Exercise objective: Copy the listing from its first line through the line that contains "578,692,652,766", requests included, multiplying every bounding-box coordinate in the answers by 0.5 and rounding to whole numbers, halves up. Omit the pictures.

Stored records
· · · · ·
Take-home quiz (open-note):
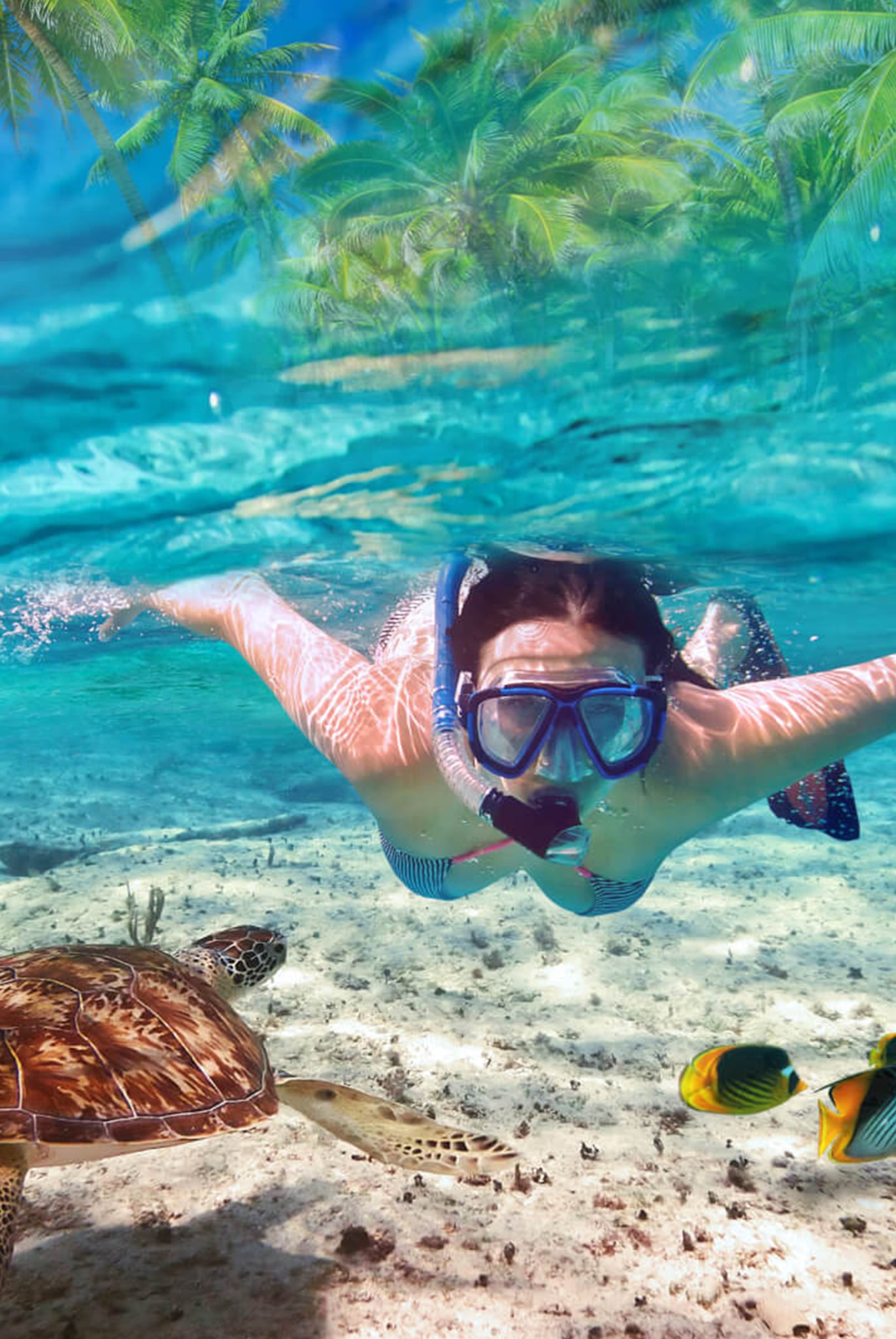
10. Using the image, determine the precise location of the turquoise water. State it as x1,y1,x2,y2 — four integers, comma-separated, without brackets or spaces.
0,257,896,841
0,5,896,1339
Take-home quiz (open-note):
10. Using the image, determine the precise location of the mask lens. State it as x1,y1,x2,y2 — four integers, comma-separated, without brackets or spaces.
476,692,552,768
578,692,652,766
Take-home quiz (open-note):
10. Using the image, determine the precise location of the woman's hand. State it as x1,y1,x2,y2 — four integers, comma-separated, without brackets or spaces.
99,571,258,641
97,594,152,641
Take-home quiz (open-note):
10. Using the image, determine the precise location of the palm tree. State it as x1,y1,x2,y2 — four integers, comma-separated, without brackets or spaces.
0,0,190,301
687,9,896,304
288,5,687,340
92,0,331,269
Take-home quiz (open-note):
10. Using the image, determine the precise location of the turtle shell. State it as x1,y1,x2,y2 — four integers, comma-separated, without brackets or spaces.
0,944,277,1161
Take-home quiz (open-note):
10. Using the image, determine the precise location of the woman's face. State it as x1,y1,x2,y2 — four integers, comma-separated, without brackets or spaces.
476,619,647,814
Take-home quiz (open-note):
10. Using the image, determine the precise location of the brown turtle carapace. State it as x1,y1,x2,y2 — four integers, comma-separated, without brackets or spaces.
0,925,516,1285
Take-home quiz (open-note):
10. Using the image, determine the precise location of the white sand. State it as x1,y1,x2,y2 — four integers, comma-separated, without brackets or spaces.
0,745,896,1339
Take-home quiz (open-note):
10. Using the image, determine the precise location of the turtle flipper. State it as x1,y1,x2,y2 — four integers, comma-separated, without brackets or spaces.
277,1078,520,1177
0,1144,28,1288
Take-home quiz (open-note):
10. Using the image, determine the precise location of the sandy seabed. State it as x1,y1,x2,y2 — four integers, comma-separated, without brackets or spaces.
0,745,896,1339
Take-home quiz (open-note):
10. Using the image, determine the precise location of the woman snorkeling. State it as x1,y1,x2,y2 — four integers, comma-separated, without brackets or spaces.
101,549,896,916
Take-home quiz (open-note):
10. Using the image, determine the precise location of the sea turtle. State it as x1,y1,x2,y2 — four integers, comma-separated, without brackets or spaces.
0,925,516,1285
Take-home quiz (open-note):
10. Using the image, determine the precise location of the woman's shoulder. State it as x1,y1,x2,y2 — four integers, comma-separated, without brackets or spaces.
374,588,435,664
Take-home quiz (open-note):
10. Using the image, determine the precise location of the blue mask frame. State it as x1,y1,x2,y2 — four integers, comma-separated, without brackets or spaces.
458,676,667,781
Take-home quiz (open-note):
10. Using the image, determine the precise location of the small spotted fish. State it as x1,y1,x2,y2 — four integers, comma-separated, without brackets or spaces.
818,1060,896,1162
868,1032,896,1068
678,1043,806,1115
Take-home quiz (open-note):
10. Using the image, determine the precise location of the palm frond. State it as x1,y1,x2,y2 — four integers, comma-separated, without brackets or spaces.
87,107,167,185
767,88,842,142
506,194,577,265
315,79,405,133
0,9,31,147
684,9,896,102
797,137,896,289
835,50,896,167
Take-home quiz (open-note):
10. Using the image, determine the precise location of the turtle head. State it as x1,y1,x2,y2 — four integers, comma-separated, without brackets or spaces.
174,925,287,999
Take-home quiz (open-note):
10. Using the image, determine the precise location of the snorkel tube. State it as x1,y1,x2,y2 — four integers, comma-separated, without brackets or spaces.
433,553,589,865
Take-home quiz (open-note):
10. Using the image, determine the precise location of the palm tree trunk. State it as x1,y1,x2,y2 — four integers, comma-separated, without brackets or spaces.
766,116,809,391
4,0,193,323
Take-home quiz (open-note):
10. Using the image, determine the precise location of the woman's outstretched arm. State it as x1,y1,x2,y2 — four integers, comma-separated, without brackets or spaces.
669,656,896,822
99,571,429,788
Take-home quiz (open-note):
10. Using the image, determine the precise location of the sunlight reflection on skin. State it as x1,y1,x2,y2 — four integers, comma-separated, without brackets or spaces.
94,573,896,911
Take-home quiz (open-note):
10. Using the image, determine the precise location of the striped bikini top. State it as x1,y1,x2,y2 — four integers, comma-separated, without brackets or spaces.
379,832,652,916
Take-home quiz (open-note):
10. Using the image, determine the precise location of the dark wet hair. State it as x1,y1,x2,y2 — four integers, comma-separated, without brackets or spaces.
449,554,714,688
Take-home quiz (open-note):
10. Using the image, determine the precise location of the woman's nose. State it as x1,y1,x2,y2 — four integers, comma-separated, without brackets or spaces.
536,724,595,783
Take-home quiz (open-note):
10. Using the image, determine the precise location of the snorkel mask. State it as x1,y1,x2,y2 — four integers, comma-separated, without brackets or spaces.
433,554,666,865
458,666,666,783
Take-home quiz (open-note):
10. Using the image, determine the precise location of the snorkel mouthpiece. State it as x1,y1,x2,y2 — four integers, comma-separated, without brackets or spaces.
480,790,591,865
433,553,589,865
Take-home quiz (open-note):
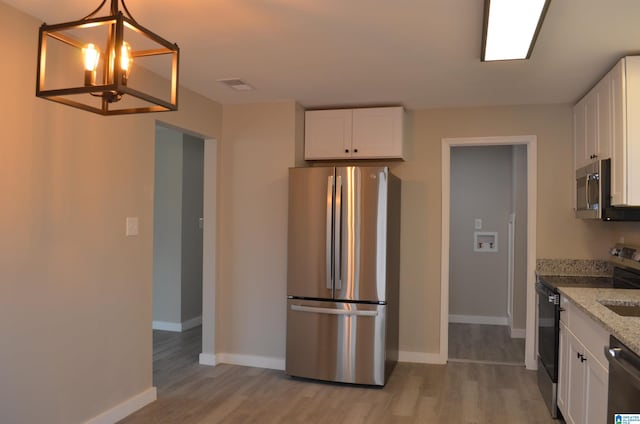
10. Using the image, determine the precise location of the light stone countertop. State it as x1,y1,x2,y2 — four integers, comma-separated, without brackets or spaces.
558,287,640,354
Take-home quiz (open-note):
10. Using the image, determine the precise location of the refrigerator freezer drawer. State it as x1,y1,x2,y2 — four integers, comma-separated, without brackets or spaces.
286,299,393,386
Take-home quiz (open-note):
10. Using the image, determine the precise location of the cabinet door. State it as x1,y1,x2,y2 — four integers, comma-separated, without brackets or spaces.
573,97,591,169
624,56,640,206
564,332,586,424
609,59,627,205
352,107,404,159
583,351,609,424
585,90,598,163
595,74,611,159
558,323,569,415
304,109,352,159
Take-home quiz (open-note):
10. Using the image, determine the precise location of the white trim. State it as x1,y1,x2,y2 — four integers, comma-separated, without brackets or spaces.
509,328,527,339
151,316,202,333
152,320,182,333
202,138,219,358
398,350,447,365
440,135,538,370
198,352,218,367
449,314,509,325
449,358,524,367
181,315,202,331
86,387,158,424
507,214,516,320
215,353,285,371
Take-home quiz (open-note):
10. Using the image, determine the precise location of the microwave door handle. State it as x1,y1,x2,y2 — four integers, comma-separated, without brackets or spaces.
585,174,598,209
333,175,343,291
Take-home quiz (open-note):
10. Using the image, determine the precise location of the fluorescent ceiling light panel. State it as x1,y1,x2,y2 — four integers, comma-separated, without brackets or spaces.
482,0,550,61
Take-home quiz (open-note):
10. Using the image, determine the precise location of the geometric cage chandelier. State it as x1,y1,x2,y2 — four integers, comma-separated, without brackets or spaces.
36,0,180,115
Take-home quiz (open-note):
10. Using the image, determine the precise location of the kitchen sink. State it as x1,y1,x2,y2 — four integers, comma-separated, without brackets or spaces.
600,302,640,317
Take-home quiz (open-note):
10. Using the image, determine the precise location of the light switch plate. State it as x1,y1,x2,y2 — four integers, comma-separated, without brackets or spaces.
125,216,138,237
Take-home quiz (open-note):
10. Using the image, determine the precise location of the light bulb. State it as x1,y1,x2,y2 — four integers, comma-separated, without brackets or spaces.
82,43,100,72
120,41,133,73
82,43,100,86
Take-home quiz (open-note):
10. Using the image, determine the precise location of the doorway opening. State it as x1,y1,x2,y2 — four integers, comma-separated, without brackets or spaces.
153,122,217,390
440,136,537,369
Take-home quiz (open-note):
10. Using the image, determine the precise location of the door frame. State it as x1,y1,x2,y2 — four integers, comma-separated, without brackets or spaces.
154,120,219,365
439,135,538,370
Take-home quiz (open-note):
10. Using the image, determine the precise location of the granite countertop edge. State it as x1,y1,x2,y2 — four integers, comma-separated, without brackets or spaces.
558,287,640,355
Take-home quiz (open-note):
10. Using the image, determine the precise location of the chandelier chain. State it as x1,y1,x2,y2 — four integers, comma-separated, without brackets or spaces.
81,0,138,24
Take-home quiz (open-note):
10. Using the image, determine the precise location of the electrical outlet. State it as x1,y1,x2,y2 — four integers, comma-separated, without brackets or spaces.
125,216,138,237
· · · · ·
Response:
Take-home quiz (open-note):
10. Using the image, determine the precise location of the turquoise water. State it as x1,y1,x2,y2 — four integers, comma-separated, without brackets or spaces.
0,129,448,421
0,3,448,670
Take-home quiz (open-note):
10. Using the image, determine the precise location of the mask lens. State it as x1,y1,x2,y2 — four integers, comma-separated, without brackets or spaces.
238,346,276,384
289,346,326,383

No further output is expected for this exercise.